THE TASK => Transcribe every line of the listing below without any deviation.

DATASET ENTRIES =>
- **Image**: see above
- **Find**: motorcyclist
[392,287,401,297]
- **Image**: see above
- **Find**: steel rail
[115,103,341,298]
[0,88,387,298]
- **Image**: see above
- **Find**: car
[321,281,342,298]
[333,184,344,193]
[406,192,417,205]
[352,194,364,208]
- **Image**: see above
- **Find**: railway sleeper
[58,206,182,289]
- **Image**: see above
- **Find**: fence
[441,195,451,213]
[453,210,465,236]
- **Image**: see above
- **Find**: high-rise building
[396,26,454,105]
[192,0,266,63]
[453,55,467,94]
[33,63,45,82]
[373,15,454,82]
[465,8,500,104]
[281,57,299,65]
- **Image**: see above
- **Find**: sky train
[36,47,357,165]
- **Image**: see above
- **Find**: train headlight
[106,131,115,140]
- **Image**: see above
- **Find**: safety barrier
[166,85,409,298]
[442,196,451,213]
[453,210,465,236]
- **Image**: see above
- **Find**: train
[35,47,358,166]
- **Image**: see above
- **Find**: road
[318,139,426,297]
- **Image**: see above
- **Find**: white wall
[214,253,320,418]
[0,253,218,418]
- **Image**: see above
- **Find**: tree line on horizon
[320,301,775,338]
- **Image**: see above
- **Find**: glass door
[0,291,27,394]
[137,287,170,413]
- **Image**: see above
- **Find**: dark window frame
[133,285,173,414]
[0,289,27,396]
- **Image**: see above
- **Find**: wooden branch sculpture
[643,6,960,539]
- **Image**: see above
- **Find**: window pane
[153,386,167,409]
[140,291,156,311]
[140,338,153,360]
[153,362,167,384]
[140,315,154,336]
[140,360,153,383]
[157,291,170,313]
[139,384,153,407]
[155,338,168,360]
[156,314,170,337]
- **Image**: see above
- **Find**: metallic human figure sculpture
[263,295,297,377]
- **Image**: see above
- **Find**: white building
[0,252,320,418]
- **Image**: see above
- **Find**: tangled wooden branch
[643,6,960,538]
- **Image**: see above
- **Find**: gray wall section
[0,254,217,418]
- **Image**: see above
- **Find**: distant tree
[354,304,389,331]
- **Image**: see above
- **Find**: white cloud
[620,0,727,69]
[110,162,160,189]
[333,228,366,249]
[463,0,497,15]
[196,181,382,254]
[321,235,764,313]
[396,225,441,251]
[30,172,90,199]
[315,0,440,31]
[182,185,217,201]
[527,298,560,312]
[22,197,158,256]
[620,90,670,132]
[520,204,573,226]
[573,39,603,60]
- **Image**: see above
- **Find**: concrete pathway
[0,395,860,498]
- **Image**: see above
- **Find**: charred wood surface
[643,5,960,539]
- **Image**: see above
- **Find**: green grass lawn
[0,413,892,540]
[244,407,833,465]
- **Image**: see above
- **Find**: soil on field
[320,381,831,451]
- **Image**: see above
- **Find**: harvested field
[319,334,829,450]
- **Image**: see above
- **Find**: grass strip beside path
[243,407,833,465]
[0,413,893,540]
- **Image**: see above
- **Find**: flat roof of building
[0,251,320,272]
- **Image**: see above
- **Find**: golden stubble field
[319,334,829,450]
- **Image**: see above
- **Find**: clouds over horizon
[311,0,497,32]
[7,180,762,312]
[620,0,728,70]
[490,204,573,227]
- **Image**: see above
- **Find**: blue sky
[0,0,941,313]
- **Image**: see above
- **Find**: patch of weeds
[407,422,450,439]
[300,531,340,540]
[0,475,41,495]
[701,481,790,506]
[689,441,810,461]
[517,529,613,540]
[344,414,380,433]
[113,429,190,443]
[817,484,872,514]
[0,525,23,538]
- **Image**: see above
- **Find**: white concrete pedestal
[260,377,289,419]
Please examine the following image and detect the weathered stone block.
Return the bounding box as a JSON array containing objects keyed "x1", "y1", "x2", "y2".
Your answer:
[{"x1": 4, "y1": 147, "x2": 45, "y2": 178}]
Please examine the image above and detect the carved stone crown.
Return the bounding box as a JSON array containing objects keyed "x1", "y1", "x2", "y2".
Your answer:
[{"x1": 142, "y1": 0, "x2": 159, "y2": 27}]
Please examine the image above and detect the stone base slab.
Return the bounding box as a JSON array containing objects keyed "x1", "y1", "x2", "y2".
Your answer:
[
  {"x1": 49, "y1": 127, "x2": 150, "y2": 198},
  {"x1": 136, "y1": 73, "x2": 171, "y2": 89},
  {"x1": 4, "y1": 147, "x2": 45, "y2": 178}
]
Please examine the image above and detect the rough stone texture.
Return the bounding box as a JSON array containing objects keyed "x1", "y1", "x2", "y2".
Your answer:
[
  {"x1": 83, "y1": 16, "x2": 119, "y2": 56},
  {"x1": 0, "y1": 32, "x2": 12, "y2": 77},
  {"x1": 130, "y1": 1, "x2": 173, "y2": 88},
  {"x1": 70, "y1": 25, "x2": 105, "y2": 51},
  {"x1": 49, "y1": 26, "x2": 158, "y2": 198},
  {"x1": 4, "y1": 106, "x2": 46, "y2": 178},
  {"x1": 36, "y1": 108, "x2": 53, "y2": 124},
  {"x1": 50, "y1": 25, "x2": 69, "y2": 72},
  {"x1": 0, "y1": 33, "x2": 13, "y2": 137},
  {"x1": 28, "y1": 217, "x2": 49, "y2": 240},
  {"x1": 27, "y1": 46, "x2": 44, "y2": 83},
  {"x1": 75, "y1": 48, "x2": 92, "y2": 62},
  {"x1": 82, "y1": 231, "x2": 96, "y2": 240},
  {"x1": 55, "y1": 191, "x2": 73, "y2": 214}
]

TASK OUTPUT =>
- **Image**: see above
- **Find**: motorcyclist
[392,287,401,297]
- **Image**: see above
- **Find**: steel rail
[115,103,341,298]
[0,88,387,298]
- **Image**: see above
- **Find**: car
[321,281,342,298]
[333,184,344,193]
[406,192,417,205]
[352,194,364,208]
- **Image**: see above
- **Find**: railway sleeper
[58,206,182,289]
- **Image**: see above
- **Find**: fence
[441,195,451,213]
[453,210,465,236]
- **Image**: see above
- **Find**: high-rise building
[396,26,454,105]
[192,0,266,63]
[453,55,467,94]
[33,63,45,82]
[373,15,454,82]
[465,8,500,104]
[281,57,299,65]
- **Image**: see above
- **Find**: sky train
[36,47,357,165]
- **Image**: see above
- **Find**: train headlight
[106,131,115,140]
- **Image**: see above
- **Find**: safety barrier
[166,85,409,298]
[442,196,451,213]
[453,210,465,236]
- **Image**: see above
- **Find**: train
[35,47,358,166]
- **Image**: see above
- **Find**: road
[318,139,426,297]
- **Image**: see above
- **Find**: white wall
[214,253,320,418]
[0,253,218,418]
- **Image**: see above
- **Find**: tree line on horizon
[320,301,775,338]
- **Image**: see above
- **Find**: glass door
[0,291,27,394]
[137,287,170,413]
- **Image**: see above
- **Find**: dark window frame
[133,285,173,414]
[0,289,27,396]
- **Image**: see above
- **Find**: wooden branch sculpture
[643,6,960,539]
- **Image**: see above
- **Find**: window pane
[153,386,167,409]
[140,291,156,311]
[140,338,153,360]
[153,362,167,384]
[140,315,154,336]
[140,360,153,383]
[157,291,170,313]
[139,384,153,407]
[155,338,168,360]
[156,314,170,337]
- **Image**: see above
- **Find**: metallic human figure sculpture
[263,295,297,377]
- **Image**: see above
- **Find**: white building
[0,252,320,418]
- **Image**: see above
- **Find**: tangled wooden branch
[643,6,960,538]
- **Image**: see above
- **Find**: gray wall section
[0,254,217,418]
- **Image**: see above
- **Find**: distant tree
[354,304,389,331]
- **Image**: see above
- **Find**: white cloud
[620,0,727,69]
[110,162,160,189]
[333,228,366,249]
[463,0,497,15]
[196,181,382,254]
[321,235,764,313]
[396,225,441,251]
[30,172,90,199]
[315,0,440,31]
[182,185,217,201]
[527,298,560,312]
[22,197,158,256]
[620,90,670,132]
[520,204,573,226]
[573,39,603,60]
- **Image**: see above
- **Find**: concrete pathway
[0,395,860,498]
- **Image**: see above
- **Find**: charred wood surface
[643,5,960,539]
- **Image**: see above
- **Find**: green grass lawn
[0,413,892,540]
[244,407,833,465]
- **Image**: see above
- **Find**: soil on field
[320,381,831,451]
- **Image**: see above
- **Find**: harvested field
[319,334,829,450]
- **Image**: see above
- **Find**: grass strip beside path
[243,407,833,465]
[0,413,893,540]
- **Image**: see above
- **Find**: flat roof of building
[0,251,320,272]
- **Image**: see above
- **Find**: golden stubble field
[319,334,829,450]
- **Image**: see above
- **Find**: clouds over horizon
[311,0,497,32]
[7,180,762,312]
[620,0,728,70]
[490,204,573,227]
- **Image**: see above
- **Find**: blue sky
[0,0,941,313]
- **Image**: see above
- **Find**: patch of weeds
[407,422,450,439]
[300,531,340,540]
[0,475,41,495]
[701,481,790,506]
[689,441,810,461]
[517,529,613,540]
[344,414,380,433]
[113,429,190,443]
[817,484,872,514]
[0,525,23,538]
- **Image**: see above
- **Find**: white concrete pedestal
[260,377,289,419]
Please examine the following image and detect the weathered stone block.
Return the bounding box as a JSON array containing objects keyed "x1", "y1", "x2", "y2".
Your answer:
[{"x1": 4, "y1": 147, "x2": 45, "y2": 178}]
Please examine the image above and detect the carved stone crown.
Return the bounding box as a JSON array containing objects keyed "x1", "y1", "x2", "y2".
Your answer:
[{"x1": 142, "y1": 0, "x2": 159, "y2": 27}]
Please examine the image above and detect the stone base slab.
Return the bounding box as a JSON array containing objects keyed "x1", "y1", "x2", "y2".
Your answer:
[
  {"x1": 49, "y1": 127, "x2": 150, "y2": 198},
  {"x1": 136, "y1": 73, "x2": 171, "y2": 89},
  {"x1": 4, "y1": 147, "x2": 45, "y2": 178}
]
Please examine the image above and detect the rough stone texture.
Return the bounding box as a JSON array containing objects keyed "x1", "y1", "x2", "y2".
Your answer:
[
  {"x1": 83, "y1": 16, "x2": 119, "y2": 56},
  {"x1": 0, "y1": 32, "x2": 12, "y2": 77},
  {"x1": 130, "y1": 1, "x2": 173, "y2": 88},
  {"x1": 70, "y1": 25, "x2": 105, "y2": 51},
  {"x1": 49, "y1": 26, "x2": 158, "y2": 198},
  {"x1": 4, "y1": 106, "x2": 46, "y2": 178},
  {"x1": 36, "y1": 108, "x2": 53, "y2": 124},
  {"x1": 50, "y1": 25, "x2": 69, "y2": 72},
  {"x1": 0, "y1": 33, "x2": 13, "y2": 137},
  {"x1": 28, "y1": 217, "x2": 49, "y2": 240},
  {"x1": 27, "y1": 46, "x2": 44, "y2": 83},
  {"x1": 75, "y1": 48, "x2": 92, "y2": 62},
  {"x1": 82, "y1": 231, "x2": 96, "y2": 240},
  {"x1": 55, "y1": 191, "x2": 73, "y2": 214}
]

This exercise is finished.